Please count the lines in the items below that contain the word "submerged", treating uppercase and lowercase as different. Give only the number.

____________________

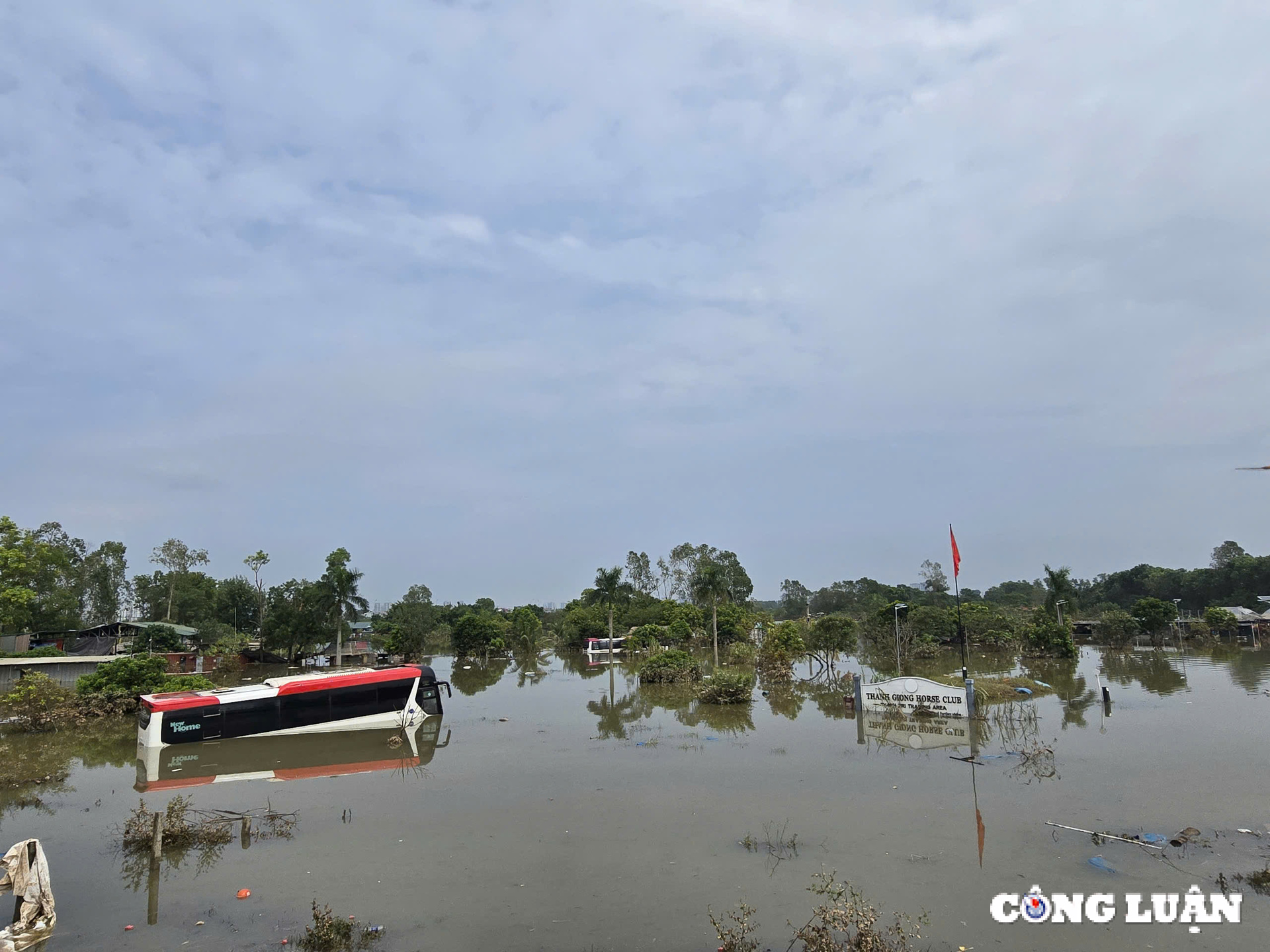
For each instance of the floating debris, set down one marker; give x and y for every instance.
(1184, 837)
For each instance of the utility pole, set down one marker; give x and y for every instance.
(898, 606)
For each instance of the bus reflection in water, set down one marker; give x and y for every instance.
(290, 757)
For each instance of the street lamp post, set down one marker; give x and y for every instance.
(898, 606)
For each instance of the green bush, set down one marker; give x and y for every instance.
(159, 637)
(476, 635)
(727, 688)
(679, 631)
(669, 668)
(1046, 636)
(138, 674)
(644, 637)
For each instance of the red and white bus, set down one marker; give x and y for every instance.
(304, 703)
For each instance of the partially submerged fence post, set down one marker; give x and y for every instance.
(157, 842)
(857, 694)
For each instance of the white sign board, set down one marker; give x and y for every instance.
(917, 733)
(910, 696)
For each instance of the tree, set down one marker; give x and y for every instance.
(639, 573)
(1226, 554)
(255, 563)
(795, 598)
(1221, 619)
(163, 637)
(1154, 616)
(237, 603)
(178, 559)
(341, 596)
(934, 579)
(1117, 626)
(41, 578)
(609, 592)
(1058, 588)
(411, 621)
(106, 576)
(476, 634)
(296, 617)
(17, 575)
(526, 629)
(193, 600)
(710, 583)
(832, 635)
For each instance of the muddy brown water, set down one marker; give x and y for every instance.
(610, 816)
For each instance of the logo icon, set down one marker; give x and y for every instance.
(1035, 906)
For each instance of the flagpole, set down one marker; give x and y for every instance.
(960, 629)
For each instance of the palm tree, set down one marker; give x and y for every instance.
(341, 597)
(1058, 587)
(610, 590)
(710, 583)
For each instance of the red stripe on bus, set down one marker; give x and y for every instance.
(329, 682)
(296, 774)
(158, 702)
(179, 782)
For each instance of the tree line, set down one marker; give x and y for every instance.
(51, 582)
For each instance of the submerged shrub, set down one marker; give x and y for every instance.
(138, 674)
(727, 688)
(644, 636)
(671, 666)
(1046, 636)
(332, 933)
(679, 631)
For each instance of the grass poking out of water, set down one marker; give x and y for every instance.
(331, 933)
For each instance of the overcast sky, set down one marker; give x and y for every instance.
(492, 292)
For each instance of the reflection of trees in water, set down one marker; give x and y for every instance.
(479, 676)
(722, 719)
(616, 713)
(784, 699)
(1072, 688)
(1249, 669)
(530, 668)
(28, 758)
(578, 663)
(680, 699)
(1152, 669)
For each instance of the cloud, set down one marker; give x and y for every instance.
(493, 292)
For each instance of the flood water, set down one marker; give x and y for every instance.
(605, 815)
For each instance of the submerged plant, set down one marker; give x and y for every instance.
(727, 688)
(331, 933)
(734, 927)
(846, 922)
(671, 666)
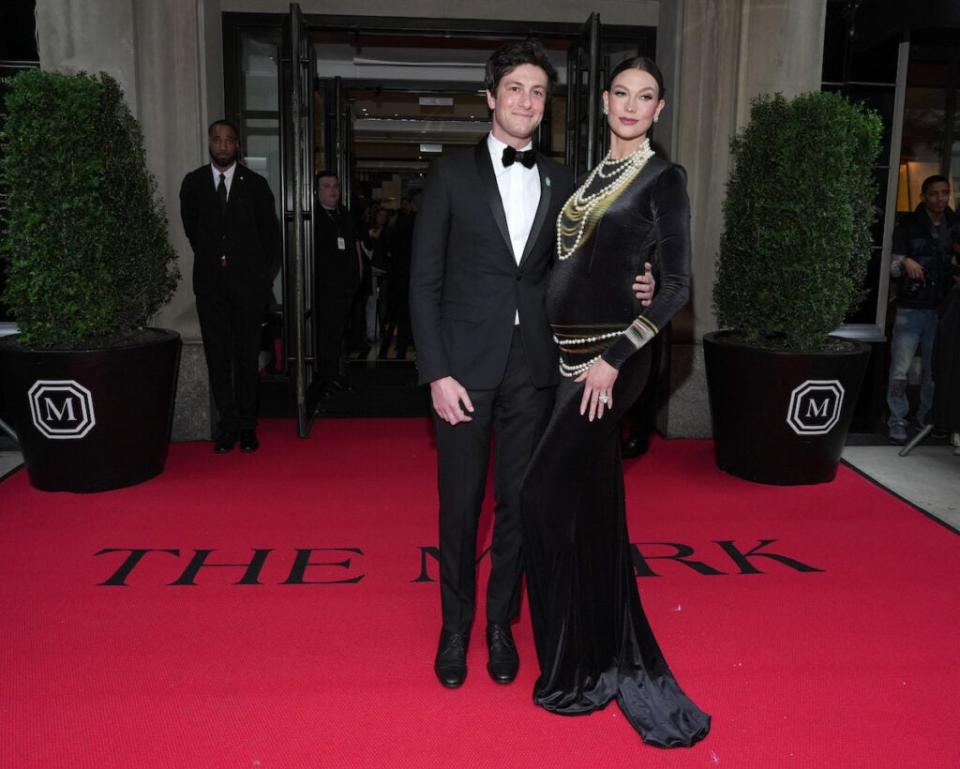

____________________

▸ **Completed exercise**
3